» EXERCISE INSTRUCTIONS
Reproduce the following listing word for word, omitting the pictures.

— Start of RECORDED DATA —

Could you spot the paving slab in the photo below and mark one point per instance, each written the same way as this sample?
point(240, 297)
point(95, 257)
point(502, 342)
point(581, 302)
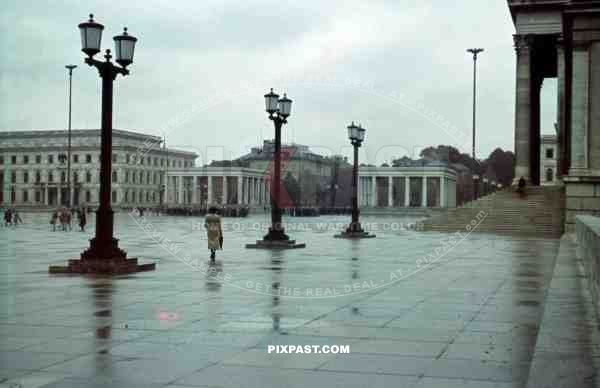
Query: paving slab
point(469, 318)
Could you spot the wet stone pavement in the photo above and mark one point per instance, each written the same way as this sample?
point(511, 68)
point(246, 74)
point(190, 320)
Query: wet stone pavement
point(416, 309)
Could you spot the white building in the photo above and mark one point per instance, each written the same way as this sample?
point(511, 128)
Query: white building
point(431, 185)
point(549, 160)
point(33, 168)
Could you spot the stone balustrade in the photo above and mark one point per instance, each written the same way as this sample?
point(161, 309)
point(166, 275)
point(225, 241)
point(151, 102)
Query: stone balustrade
point(588, 251)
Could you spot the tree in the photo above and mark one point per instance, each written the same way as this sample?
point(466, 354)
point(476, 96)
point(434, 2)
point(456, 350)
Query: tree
point(502, 163)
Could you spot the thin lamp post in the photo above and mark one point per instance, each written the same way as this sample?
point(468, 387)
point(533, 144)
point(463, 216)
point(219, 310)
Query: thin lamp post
point(356, 134)
point(474, 51)
point(70, 68)
point(104, 254)
point(279, 109)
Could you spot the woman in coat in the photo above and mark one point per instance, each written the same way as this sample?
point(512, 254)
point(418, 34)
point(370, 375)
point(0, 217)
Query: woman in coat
point(214, 232)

— End of RECORDED DATA —

» EXERCISE ANSWER
Could you spot the paving slab in the photo below and mark one point per instance, each written the same way as this sample?
point(240, 297)
point(95, 257)
point(502, 342)
point(581, 302)
Query: paving slab
point(469, 318)
Could you spot the wet stone pavement in the photo above and mark one point per instance, each written the same way as this sample?
point(511, 68)
point(246, 74)
point(190, 320)
Query: wet stone pavement
point(416, 309)
Could you spot the white building in the photo above and mark one point per instance, each written the same way as this sample?
point(511, 128)
Query: white building
point(431, 185)
point(549, 160)
point(33, 168)
Could you spot the stone balustrade in the photo above and mark one point per instance, each written the same way as this sample?
point(161, 309)
point(166, 275)
point(225, 241)
point(151, 102)
Query: stone balustrade
point(588, 251)
Could you spot the tree in the photo above and mark one point per instance, each written the same way as this sample?
point(466, 354)
point(476, 96)
point(434, 2)
point(456, 350)
Query: tree
point(502, 163)
Could you spot the thin lamp post in the photo above and mark one point per instance, each written the same way as this sample?
point(468, 387)
point(533, 144)
point(463, 216)
point(219, 310)
Query: thin lamp post
point(356, 134)
point(474, 51)
point(70, 68)
point(104, 254)
point(279, 109)
Could you spot the woman in coat in the photo above and mark one point per instance, each written the same way as this sample?
point(512, 254)
point(418, 34)
point(370, 375)
point(0, 217)
Query: woman in coat
point(214, 232)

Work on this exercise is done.